### À faire
Recopiez mot pour mot, dans l'article sur La grossesse de M. Hiyama, le passage qui va de « Tandis que dans » jusqu'à « cela lui arrive. ».

====== Extrait du texte

Récemment j’ai pu lire le manga La grossesse de M. Hiyama, publié par Akata (bien sûr) et qui se passe dans un univers alternatif où les hommes peuvent également tomber enceints. J’ai également vu le drama, et j’ai trouvé que c’était un bon moyen d’évoquer la réalité de la grossesse féminine dans la réalité !
Contrairement à l’univers Omegaverse, La grossesse de M. Hiyama se passe dans un monde identique au nôtre. Sauf pour un détail. 10 ans plus tôt on a vu apparaître le phénomène des hommes enceints. C’est donc plutôt nouveau et beaucoup d’hommes pensent que ça ne les concerne pas. Pire, dans le drama les cas d’hommes enceints sont encore plus rares, Kentarô Hiyama ayant du mal à croire qu’il soit tombé enceint alors que c’est normalement la spécificité des femmes.
Alors que dans les Omegaverse, cette situation fait partie de la normalité – ça a toujours été comme ça et le monde s’y est adapté parfaitement, ici nous nous trouvons dans un univers où voir un homme tomber enceint est encore vu comme une anormalité.
On suit donc Kentarô Hiyama, qui apprend qu’il est tombé enceint – apparemment d’Aki, une des femmes avec qui il couche le plus souvent. Dans le manga, il s’en servira comme d’une arme contre les préjugés.
Eh oui, pour cet article j’ai lu le manga puis binge-watché le drama ! Tout ça pour ton plaisir et parler de ce sujet avec le plus d’éléments possibles.
Qui est Monsieur Hiyama ?
Un aspect intéressant de La grossesse de M. Hiyama c’est que le manga et le drama ne racontent pas exactement la même chose, tout en abordant le même sujet : un homme tombe enceint alors qu’il ne s’y attendait pas. La principale différence c’est que le drama va plus loin que le manga, qui montrait plusieurs cas différents.
Dans le manga Kentarô Hiyama est un coureur de jupons, plutôt bien placé dans une entreprise de restauration. Tout change cependant quand il se rends compte qu’il est tombé enceint, ce qui a commencé à arriver à certains hommes depuis 10 ans. C’est cependant encore assez rare pour qu’il n’ait pas pensé que ça pouvait lui arriver. Il découvre rapidement que la mère ne peut être que Aki, une des femmes avec qui il couche de temps en temps.
Tandis que dans le drama, il travaille dans la publicité et vient d’obtenir un énorme contrat pour son entreprise. Au début, il ne se croit pas enceint, mais simplement malade. Ce phénomène est tellement rare au Japon que la télévision donne des exemples qui viennent des Etats-Unis quand il évoque ce sujet. Progressivement, sa grossesse l’amène à perdre son statut dans l’entreprise jusqu’à ce qu’une nouvelle opportunité se présente.
Le sexisme face à la grossesse
De mon expérience, les hommes ont tendance à beaucoup moins se préoccuper de l’arrivée d’une grossesse (ou je ne suis vraiment tombée que sur des salopards), et cela ne fait pas exception dans La grossesse de M. Hiyama où, que ce soit le drama ou le manga, on a un homme qui a la possibilité de tomber enceint mais est choqué quand cela lui arrive.

============
====== Données recueillies

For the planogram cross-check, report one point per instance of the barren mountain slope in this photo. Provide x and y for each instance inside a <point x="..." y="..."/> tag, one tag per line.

============

### Tâche terminée
Tandis que dans le drama, il travaille dans la publicité et vient d’obtenir un énorme contrat pour son entreprise. Au début, il ne se croit pas enceint, mais simplement malade. Ce phénomène est tellement rare au Japon que la télévision donne des exemples qui viennent des Etats-Unis quand il évoque ce sujet. Progressivement, sa grossesse l’amène à perdre son statut dans l’entreprise jusqu’à ce qu’une nouvelle opportunité se présente.
Le sexisme face à la grossesse
De mon expérience, les hommes ont tendance à beaucoup moins se préoccuper de l’arrivée d’une grossesse (ou je ne suis vraiment tombée que sur des salopards), et cela ne fait pas exception dans La grossesse de M. Hiyama où, que ce soit le drama ou le manga, on a un homme qui a la possibilité de tomber enceint mais est choqué quand cela lui arrive.